Reproduce all of the records below word for word, leaving out the pictures.

● Data to use
________
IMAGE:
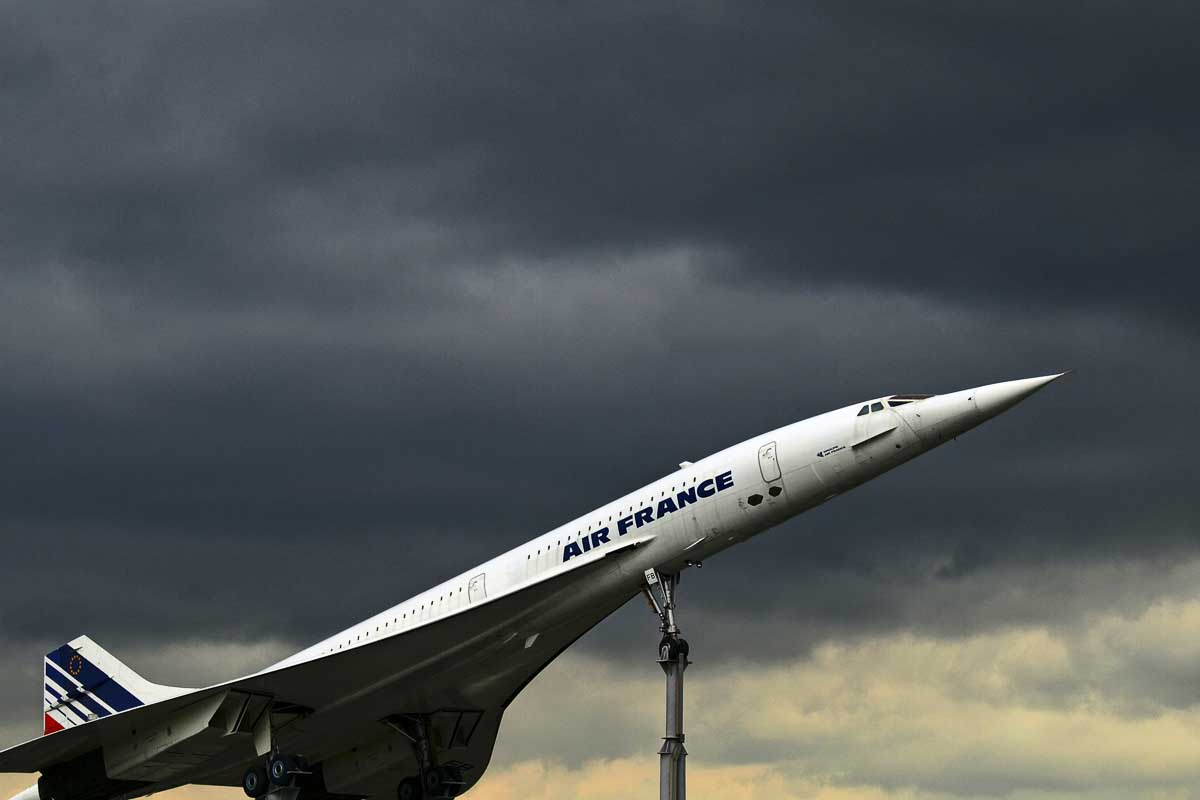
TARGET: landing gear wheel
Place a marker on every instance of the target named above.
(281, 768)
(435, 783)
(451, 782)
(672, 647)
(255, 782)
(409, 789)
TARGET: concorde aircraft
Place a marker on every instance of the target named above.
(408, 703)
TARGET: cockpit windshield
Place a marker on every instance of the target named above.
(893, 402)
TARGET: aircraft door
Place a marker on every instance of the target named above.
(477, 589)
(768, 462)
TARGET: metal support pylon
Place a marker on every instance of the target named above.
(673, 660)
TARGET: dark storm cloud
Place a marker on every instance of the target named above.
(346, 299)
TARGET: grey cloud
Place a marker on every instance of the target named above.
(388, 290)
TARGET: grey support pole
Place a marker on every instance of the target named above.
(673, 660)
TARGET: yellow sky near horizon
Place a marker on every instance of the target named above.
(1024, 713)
________
● Reply
IMAGE:
TARGET: landing gear wheel
Place a marker on every instance of the target named above.
(281, 768)
(435, 783)
(451, 782)
(672, 647)
(255, 782)
(409, 789)
TARGET: concorde aircraft
Place a marker on every instance of the target named above.
(408, 703)
TARGET: cockpit windshield
Place a marker on every instance of the target named above.
(893, 402)
TARGET: aircraft door
Place a marker on every instance of the target named above.
(477, 589)
(768, 462)
TARGET: metal support pylon
Place a marker on every instance of the target named above.
(673, 660)
TARGET: dark storm cloud
Place a marker on every instance of the target named above.
(346, 299)
TARGET: grey cloud
Place a marker on every instance of the target named above.
(388, 290)
TARGET: grey support pole
Place a marker on every instance of the target named above.
(673, 660)
TARGET: yellow sky near horizon
Place a marker on every instance of the target named above.
(1024, 713)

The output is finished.